• _REQUIRED TASK_
Retype every entry word for word.

• _DATASET RECORDS_
◆ ◆ ◆

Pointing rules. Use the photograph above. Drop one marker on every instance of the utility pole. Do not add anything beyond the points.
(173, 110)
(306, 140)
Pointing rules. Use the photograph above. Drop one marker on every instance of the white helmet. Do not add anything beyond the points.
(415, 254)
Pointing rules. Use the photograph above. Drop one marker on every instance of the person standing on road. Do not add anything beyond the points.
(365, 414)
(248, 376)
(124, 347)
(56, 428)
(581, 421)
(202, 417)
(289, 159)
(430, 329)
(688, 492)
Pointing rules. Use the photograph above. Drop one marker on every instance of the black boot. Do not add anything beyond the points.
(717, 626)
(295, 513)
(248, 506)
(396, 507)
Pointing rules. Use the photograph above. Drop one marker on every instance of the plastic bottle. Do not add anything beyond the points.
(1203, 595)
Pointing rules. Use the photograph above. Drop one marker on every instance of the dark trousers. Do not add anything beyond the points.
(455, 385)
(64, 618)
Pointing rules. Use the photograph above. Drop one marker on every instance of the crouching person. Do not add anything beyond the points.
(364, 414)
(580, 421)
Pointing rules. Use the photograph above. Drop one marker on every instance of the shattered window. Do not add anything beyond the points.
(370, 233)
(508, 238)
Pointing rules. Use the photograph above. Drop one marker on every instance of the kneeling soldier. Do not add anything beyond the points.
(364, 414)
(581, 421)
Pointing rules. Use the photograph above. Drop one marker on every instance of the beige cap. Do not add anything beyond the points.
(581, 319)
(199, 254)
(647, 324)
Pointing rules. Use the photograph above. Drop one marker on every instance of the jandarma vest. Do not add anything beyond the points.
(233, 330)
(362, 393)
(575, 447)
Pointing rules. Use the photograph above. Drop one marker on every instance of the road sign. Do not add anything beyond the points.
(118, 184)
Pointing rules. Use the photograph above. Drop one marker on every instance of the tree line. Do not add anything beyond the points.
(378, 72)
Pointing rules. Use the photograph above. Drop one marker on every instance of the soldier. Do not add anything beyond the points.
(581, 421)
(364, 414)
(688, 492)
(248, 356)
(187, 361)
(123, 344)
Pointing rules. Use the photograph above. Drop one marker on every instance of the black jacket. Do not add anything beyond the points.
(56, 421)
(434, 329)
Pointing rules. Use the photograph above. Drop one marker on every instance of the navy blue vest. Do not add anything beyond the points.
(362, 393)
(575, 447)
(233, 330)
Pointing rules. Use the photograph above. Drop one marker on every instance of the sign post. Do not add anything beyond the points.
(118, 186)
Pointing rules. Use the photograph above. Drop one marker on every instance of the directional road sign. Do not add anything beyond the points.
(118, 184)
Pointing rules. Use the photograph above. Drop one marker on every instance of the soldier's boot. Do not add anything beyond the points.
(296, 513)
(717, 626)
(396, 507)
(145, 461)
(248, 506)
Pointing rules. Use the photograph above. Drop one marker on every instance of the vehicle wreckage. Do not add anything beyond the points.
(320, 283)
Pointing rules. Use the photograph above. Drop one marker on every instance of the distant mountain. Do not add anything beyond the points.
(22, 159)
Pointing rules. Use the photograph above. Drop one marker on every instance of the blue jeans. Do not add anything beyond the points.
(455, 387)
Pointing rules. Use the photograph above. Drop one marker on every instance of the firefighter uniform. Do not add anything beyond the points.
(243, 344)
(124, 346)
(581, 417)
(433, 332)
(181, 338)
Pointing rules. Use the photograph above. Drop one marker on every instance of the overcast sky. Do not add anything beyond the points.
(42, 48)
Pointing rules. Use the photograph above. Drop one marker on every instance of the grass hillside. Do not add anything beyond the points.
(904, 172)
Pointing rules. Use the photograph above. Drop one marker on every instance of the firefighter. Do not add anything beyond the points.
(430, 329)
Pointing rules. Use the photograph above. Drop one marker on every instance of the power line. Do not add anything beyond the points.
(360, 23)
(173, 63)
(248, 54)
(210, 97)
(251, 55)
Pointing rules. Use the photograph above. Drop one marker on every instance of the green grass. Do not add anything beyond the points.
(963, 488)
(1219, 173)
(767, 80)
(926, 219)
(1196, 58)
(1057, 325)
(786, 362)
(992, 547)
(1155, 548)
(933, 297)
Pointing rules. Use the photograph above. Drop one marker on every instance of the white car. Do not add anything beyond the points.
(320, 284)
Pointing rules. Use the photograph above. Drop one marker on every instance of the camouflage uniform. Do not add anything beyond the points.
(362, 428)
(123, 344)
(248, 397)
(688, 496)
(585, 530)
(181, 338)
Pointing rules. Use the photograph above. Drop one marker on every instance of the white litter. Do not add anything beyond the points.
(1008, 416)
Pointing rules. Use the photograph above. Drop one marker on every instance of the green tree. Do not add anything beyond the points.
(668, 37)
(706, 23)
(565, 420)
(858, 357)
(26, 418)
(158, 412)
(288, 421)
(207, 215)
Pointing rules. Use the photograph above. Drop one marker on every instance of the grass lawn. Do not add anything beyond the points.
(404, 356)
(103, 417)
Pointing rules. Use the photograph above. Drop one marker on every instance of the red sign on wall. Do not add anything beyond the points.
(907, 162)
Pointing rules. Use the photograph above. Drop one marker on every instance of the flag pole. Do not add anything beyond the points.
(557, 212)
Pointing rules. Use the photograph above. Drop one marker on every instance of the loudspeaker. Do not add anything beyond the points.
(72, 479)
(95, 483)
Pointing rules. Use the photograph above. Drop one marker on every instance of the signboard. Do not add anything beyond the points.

◆ ◆ ◆

• _REPLY TO THE TASK_
Pointing rules. Use the photograph above. Drop one marker on every instance of the utility pole. Do not add anything beyond the points.
(173, 110)
(306, 140)
Pointing rules. Use the photograph above. Drop one marker on every instance of the white helmet. Do not add anything beyond the points.
(415, 254)
Pointing rules. Use the photograph above. Drop one marker on every instance of the person standing on road. Do not add anything beyond the points.
(365, 414)
(248, 376)
(124, 347)
(56, 428)
(581, 421)
(202, 417)
(289, 159)
(430, 329)
(688, 492)
Pointing rules. Use the photograph above. Drop one marker on every instance of the black boot. Do not add anything beyond the points.
(717, 626)
(295, 513)
(248, 506)
(396, 507)
Pointing rules. Use the photograph above. Drop one marker on every instance of the plastic bottle. Do not add anything beyond the points.
(1203, 595)
Pointing rules. Use the photograph above. Drop one marker on every instance of the dark trousers. Do not add anything beyond the points.
(455, 385)
(64, 618)
Pointing rules. Use the photograph above. Drop one marker on every instance of the crouching person. Do not add anything beyond the points.
(364, 414)
(580, 421)
Pointing rules. Use the photograph above. Drop one marker on every instance of the shattered window. Do not add anything beyond the points.
(370, 233)
(508, 238)
Pointing rules. Use the photograph above. Drop one marker on every instance of the kneeling soldier. Do not add anything beyond the points.
(364, 414)
(581, 421)
Pointing rules. Use the photograph above. Drop one marker on every instance of the beige cap. Do not add anything beyond the points.
(581, 319)
(199, 254)
(647, 324)
Pointing rules. Use the photograph above. Drop one marker on every instance of the jandarma vest. Do not add anything beyond the points.
(233, 330)
(362, 393)
(575, 447)
Pointing rules. Use the photograph above. Drop one marker on every instance of the road sign. Do not add anything beyond the points.
(118, 184)
Pointing rules. Use the photograph above. Drop one marker on every instance of the tree line. Do not add anything beyond the points.
(378, 72)
Pointing rules. Use the photograph above. Drop one marker on every instance of the soldier. Do not add anything beyond the points.
(581, 421)
(364, 414)
(688, 492)
(248, 356)
(187, 361)
(123, 344)
Pointing rules. Use the photograph above. Drop one marker on every instance of the black jacket. Do not add anything beyond the points.
(56, 421)
(434, 329)
Pointing rules. Use the photograph above. Drop one marker on every instance of the navy blue vest. Do not add anything beyond the points.
(362, 393)
(575, 447)
(233, 330)
Pointing rules. Use the photograph above. Drop one marker on every instance of the sign post. Do not add anything beyond the points.
(118, 186)
Pointing rules. Use the photograph above. Drop one marker on every instance of the directional road sign. Do not add anything beyond the points.
(118, 184)
Pointing rules. Use the photograph above. Drop one marker on every instance of the soldier's boot. Do not add anything beyond the points.
(296, 513)
(717, 626)
(396, 507)
(145, 461)
(248, 506)
Pointing rules. Use the photograph above. Drop one marker on every instance of the vehicle wreckage. Do not add anything beyond the points.
(320, 283)
Pointing rules. Use the photograph above. Drop one marker on every instance of the distant mountain. Do not add anything beyond the points.
(22, 159)
Pointing rules. Use the photograph above. Drop one marker on every instance of the blue jeans. Do not add anything beyond the points.
(455, 387)
Pointing rules. Use the photograph above. Drop one marker on every instance of the firefighter uniform. Do not add anything beyond the points.
(243, 344)
(124, 346)
(581, 417)
(433, 332)
(181, 338)
Pointing rules. Use the photograph above. Drop one marker on every instance of the overcast sky. Do not add anything beyond the points.
(42, 48)
Pointing rules. Use the photograph above. Drop one marker on every instance of the grass hillside. Do not add anything beyond the points.
(904, 172)
Pointing rules. Use the photograph above. Drop one marker on every instance of the firefighter. Do not add anything beyond the points.
(430, 329)
Pointing rules. Use the photograph above. Drop one marker on every instance of the power line. Do not add anything beyond the points.
(360, 23)
(173, 63)
(248, 54)
(210, 97)
(251, 55)
Pointing rules. Use the photograph above. Drop one marker on every instance of the green grass. Do not add anything beyond the points.
(963, 488)
(1219, 173)
(767, 80)
(926, 219)
(1196, 58)
(1057, 325)
(786, 362)
(992, 547)
(1155, 548)
(933, 297)
Pointing rules. Use the photograph above. Drop one marker on every instance of the white car. Do not add anything beyond the points.
(320, 284)
Pointing rules. Use the photograph above. Drop one marker on every instance of the camouflage uniform. Do not add anything beyond the points.
(362, 428)
(123, 344)
(248, 397)
(688, 496)
(585, 530)
(181, 338)
Pointing rules. Use the photograph above. Drop one marker on every instance of the white litter. Do not add anything beyond the points.
(1008, 416)
Pointing rules. Use the photograph above. Drop one marker on every instance of the green tree. Do not add anything beyond the points.
(668, 37)
(706, 23)
(565, 420)
(858, 357)
(26, 418)
(158, 412)
(288, 421)
(207, 215)
Pointing rules. Use the photograph above. Drop one marker on every instance of the grass lawn. Do not add anything beyond the points.
(404, 356)
(103, 417)
Pointing rules. Use the photograph above. Drop one marker on every instance of the red sign on wall. Do not add anything beyond the points.
(907, 162)
Pointing rules. Use the photograph above. Drop one marker on every instance of the flag pole. Do not add anything beyond the points.
(557, 212)
Pointing rules. Use the photograph above. Drop one marker on every instance of the loudspeaker. Do not add anything beyond the points.
(72, 479)
(95, 483)
Pointing rules. Use the photograph above. Drop one marker on every instance of the signboard. Do not add anything beyond the points.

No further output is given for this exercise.